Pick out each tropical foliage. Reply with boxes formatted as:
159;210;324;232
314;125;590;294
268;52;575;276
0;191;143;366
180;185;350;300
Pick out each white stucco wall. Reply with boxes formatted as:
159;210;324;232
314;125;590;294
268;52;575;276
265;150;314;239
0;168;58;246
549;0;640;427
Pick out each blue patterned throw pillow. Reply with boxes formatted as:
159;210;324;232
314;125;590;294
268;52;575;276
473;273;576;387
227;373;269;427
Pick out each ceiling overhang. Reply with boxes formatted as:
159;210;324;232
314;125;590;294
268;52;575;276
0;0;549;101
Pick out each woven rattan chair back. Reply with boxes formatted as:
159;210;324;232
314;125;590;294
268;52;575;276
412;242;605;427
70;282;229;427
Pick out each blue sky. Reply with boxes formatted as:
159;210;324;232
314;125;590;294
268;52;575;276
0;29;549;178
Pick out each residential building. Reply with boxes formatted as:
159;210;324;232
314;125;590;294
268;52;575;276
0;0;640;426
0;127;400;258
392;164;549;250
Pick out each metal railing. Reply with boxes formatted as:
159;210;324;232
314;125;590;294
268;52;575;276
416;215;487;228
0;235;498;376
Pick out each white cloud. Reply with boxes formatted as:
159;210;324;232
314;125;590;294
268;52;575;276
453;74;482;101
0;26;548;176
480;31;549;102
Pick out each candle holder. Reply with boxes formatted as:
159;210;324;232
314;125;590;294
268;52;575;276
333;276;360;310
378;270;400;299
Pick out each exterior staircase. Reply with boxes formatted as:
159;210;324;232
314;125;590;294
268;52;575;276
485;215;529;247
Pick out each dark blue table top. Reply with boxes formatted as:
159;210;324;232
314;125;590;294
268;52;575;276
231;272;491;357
....................
WHAT NEEDS TO BE DONE: Copy out every item above, line for line and without any change.

PROBLEM SOLUTION:
Pick out each tropical foliage. Reply with boxes formatted as:
159;210;324;232
314;125;590;294
268;52;575;276
0;191;143;366
180;185;350;300
Pick out each white stucco wall. Reply with boxes formatted as:
159;210;324;232
314;125;590;294
268;52;575;276
265;150;314;239
0;168;58;246
549;0;640;427
Pick out each blue patterned throw pillow. Reply with boxes formatted as:
159;210;324;232
314;125;590;294
268;52;575;276
473;273;576;387
227;373;269;427
Pick out each ceiling overhang. Reply with boxes formatted as:
159;210;324;232
314;125;590;294
268;52;575;276
0;0;549;101
Pick out each woven rattan chair back. Reply with boxes formatted as:
159;210;324;232
314;125;590;294
268;52;575;276
412;242;605;427
70;282;229;427
Pick out each blue sky. Reply with boxes formatted as:
159;210;324;232
314;125;590;294
268;52;575;276
0;29;549;178
Pick out each residential building. Reply with boxes formatted as:
159;210;324;232
314;125;590;294
268;52;575;276
0;0;640;426
0;127;400;258
392;164;549;250
Pick out each metal railing. Reply with boxes formatted as:
159;210;324;232
314;125;590;294
268;52;575;276
416;215;487;228
0;235;498;376
Pick out each white cloud. Reply with boxes formatted as:
159;210;324;232
314;125;590;294
268;52;575;276
453;74;482;101
0;26;548;176
480;31;549;102
Pick out each candle holder. Reply with boxes formatted as:
159;210;324;232
314;125;590;294
268;52;575;276
333;276;360;310
378;270;400;299
Pick out each exterior staircase. Reply with boxes formatted as:
159;210;324;232
314;125;590;294
268;52;575;276
485;215;529;247
Pick out each dark blue table top. Reply with boxes formatted as:
159;210;324;232
314;125;590;294
268;52;575;276
231;272;491;357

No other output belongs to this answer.